Tasks to perform:
#1 In the message on adding 32-bit and 64-bit decimals, which language is said to have no native i256?
#2 From the message on adding 32-bit and 64-bit decimals, return the passage starting with "While prototyping this" and going on through "file in archery)", copied verbatim.
#3 Resume the message on adding 32-bit and 64-bit decimals after its last sentence.

Re: [Discuss][Format] Add 32-bit and 64-bit Decimals

Jorge Cardoso Leitão Tue, 08 Mar 2022 12:59:49 -0800

Agreed.

Also, I would like to revise my previous comment about the small risk.
While prototyping this I did hit some bumps. They primary came from two
reasons:


* I was unable to find arrow/json files in the arrow-testing generated
files with a non-default decimal bitwidth (I think we only have the
on-the-fly generated file in archery)
* the FFI interface has a default decimal of 128 (`d:{precision}:{scale}`)
and implementations may not support the 256 case (e.g. Rust has no native
i256). For these cases, this could be the first non-default decimal
implementation.

So, maybe we follow the standard procedure?

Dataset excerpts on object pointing
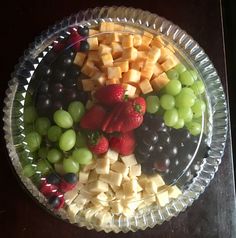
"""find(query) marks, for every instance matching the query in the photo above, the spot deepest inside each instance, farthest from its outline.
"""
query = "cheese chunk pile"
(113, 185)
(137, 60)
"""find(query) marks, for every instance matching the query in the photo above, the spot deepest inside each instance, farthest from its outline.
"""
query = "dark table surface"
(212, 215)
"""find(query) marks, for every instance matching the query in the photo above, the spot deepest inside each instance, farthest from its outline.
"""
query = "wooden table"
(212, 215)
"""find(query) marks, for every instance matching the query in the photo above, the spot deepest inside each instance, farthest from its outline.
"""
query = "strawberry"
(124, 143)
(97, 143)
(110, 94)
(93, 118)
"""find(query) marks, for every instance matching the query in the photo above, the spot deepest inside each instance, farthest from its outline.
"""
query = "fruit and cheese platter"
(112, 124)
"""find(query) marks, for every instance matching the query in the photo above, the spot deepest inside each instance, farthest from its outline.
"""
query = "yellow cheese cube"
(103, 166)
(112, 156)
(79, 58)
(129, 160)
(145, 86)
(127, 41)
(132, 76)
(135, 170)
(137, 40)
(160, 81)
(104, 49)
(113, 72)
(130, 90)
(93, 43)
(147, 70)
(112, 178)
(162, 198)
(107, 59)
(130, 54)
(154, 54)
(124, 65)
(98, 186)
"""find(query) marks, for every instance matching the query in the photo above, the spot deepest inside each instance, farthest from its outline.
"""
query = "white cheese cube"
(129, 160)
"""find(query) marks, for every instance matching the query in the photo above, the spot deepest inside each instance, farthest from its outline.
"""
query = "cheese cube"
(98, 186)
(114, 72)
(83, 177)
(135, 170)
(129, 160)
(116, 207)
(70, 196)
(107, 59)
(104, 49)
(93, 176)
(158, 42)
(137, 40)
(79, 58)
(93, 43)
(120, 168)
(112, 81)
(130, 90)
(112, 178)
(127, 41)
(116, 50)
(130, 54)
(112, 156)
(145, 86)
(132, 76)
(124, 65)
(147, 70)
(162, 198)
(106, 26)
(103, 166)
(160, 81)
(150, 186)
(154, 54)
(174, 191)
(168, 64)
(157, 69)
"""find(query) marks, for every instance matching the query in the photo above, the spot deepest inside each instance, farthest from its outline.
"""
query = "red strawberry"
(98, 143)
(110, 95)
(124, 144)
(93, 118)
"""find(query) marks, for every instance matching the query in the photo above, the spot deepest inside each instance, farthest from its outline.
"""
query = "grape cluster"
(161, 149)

The replies:
#1 Rust

#2
While prototyping this I did hit some bumps. They primary came from two
reasons:


* I was unable to find arrow/json files in the arrow-testing generated
files with a non-default decimal bitwidth (I think we only have the
on-the-fly generated file in archery)

#3
Best,
Jorge



On Tue, Mar 8, 2022 at 9:22 PM Micah Kornfield <emkornfi...@gmail.com>
wrote:

> >
> > I’d also like to chime in in favor of 32- and 64-bit decimals because
> > it’ll help achieve better performance on TPC-H (and maybe other
> > benchmarks). The decimal columns need only 12 digits of precision, for
> > which a 64-bit decimal is sufficient. It’s currently wasteful to use a
> > 128-bit decimal. You can technically use a float too, but I expect 64-bit
> > decimal to be faster.
>
>
> We should be careful here.  If this assumes loading from Parquet or other
> file formats currently in the library, arbitrarily changing the type to
> load the minimum data-length possible could break users, this should
> probably be a configuration option.  This also reminds me I think there is
> some technical debt with decimals and parquet.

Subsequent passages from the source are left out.